─── Trecho do documento

Denilson Lopes (org.)











































Glauber morreu há muito tempo, Godard ainda não e o Cinema vai Bem,
obrigado
Denílson Lopes[1]
Como falar dos anos 90? Quando eles começaram? Quando eles acabaram?
Começaram com as esperanças de uma Europa unificada e democrática após a
queda do Muro de Berlin e terminaram com a queda do World Trade Center e a
crescente belicização do Império Americano? Sai o confronto Leste/Oeste,
capitalismo/socialismo real e reafirmam as tensões entre Oriente e
Ocidente? Davos está tão distante assim de Porto Alegre? Seriam estes os
marcos mais importantes? E para o cinema?
Esta coletânea de artigos sobre os filmes da última década do milênio
passado se propõe a fazer um mapeamento a partir da diversidade de sua
produção e de abordagens diferentes. Os críticos, quase todos vinculados à
universidade brasileira, tiveram a liberdade inicial de escolher um filme
que lhe fosse mais caro ou que lhe interessasse mais. Depois, alguns
ajustes foram feitos. Houve uma preferência por cineastas fortes, autores,
para usar uma palavra antiga, em detrimento da pouca presença de filmes que
marcaram a década por suas grandes bilheterias. Peter Greenaway e David
Cronemberg ficaram entre os cineastas mais populares entre os autores. Como
não queria ter mais de um artigo sobre um mesmo diretor ou filme, conversei
com os autores para que fizessem outras escolhas. Alguns ensaios previstos
sobre filmes que julgava importantes não foram concluídos. Por fim,
destacamos, a forte presença do cinema brasileiro, por iniciativa dos
próprios críticos.
Se não há mais cinemas novos, vanguardas, movimentos fortes não se
trata de decadência ou homogeneização. As opções vão desde bons trabalhos
de veteranos a cineastas que surgem nesta década. Não se pretende fazer um
trabalho completo, mas um primeiro panorama, uma primeira aproximação para
posteriores aprofundamentos e debates. Estes filmes estrangeiros e
brasileiros sintetizam nossas angústias e esperanças. Aceitamos olhar nos
olhos dos filmes que estamos fazendo, sem nostalgia nem deslumbramento.
Esse é o convite.

──────

▶ [Desafios]:
**A.** Transcreva a parte do texto sobre o cinema dos anos 90 que começa em "Se não há mais" e termina em "é o convite.".
**B.** Segundo o texto sobre o cinema dos anos 90, quais cineastas ficaram entre os mais populares entre os autores?
**C.** Escreva a continuação do texto sobre o cinema dos anos 90 a partir do ponto em que ele termina.

─── Linhas de dados

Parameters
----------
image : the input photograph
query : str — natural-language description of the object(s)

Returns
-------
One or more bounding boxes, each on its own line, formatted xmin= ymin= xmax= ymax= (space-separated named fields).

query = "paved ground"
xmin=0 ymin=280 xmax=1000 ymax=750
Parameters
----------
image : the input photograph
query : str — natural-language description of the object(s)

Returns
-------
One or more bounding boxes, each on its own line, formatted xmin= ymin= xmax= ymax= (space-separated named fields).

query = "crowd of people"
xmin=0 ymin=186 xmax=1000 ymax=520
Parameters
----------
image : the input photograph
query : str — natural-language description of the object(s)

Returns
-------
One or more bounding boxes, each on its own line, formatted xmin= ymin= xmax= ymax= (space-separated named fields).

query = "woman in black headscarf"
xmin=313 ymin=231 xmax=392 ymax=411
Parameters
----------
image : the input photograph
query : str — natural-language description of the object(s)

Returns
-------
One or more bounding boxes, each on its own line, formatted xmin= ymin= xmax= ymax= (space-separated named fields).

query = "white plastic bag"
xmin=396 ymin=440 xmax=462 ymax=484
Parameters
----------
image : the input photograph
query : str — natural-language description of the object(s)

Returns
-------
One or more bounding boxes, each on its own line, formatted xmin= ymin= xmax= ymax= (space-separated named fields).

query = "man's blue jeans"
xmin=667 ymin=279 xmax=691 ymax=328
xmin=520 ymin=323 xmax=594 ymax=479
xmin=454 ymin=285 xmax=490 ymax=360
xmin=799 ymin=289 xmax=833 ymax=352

──────

▶ [Respostas do exercício]:
**A.**
Se não há mais cinemas novos, vanguardas, movimentos fortes não se
trata de decadência ou homogeneização. As opções vão desde bons trabalhos
de veteranos a cineastas que surgem nesta década. Não se pretende fazer um
trabalho completo, mas um primeiro panorama, uma primeira aproximação para
posteriores aprofundamentos e debates. Estes filmes estrangeiros e
brasileiros sintetizam nossas angústias e esperanças. Aceitamos olhar nos
olhos dos filmes que estamos fazendo, sem nostalgia nem deslumbramento.
Esse é o convite.

**B.** Peter Greenaway e David Cronemberg.

**C.**
Ao contrário daqueles que apostaram na morte do cinema, no final dos
anos 70, este se fez apesar das dificuldades de um processo de hegemonia
norte-americana e de um saudosismo dos ideários do cinema moderno, das
viúvas de Glauber e Godard, que povoam mais a crítica do que o mundo dos
cineastas, diga-se de passagem. O cinema reconfigurou sua prática a partir
de uma convergência tecnológica, apontando para um futuro da imagem áudio-
visual, híbrida e impura, para além dos limites estreitos de uma linguagem.
Sutilmente, o quadro foi se transformando, sem grandes manifestos,
estardalhaços. Há sempre uma dificuldade de se falar do que é próximo.
Erros de avaliação são mais fáceis de serem cometidos pela proximidade com
o que se estuda. Contudo, o risco e o ganho podem ser uma aventura, uma
aposta diante da realidade, um testemunho do que fizemos e fazemos. Estes
não foram os melhores nem os piores anos, apenas o que vivemos e sentimos.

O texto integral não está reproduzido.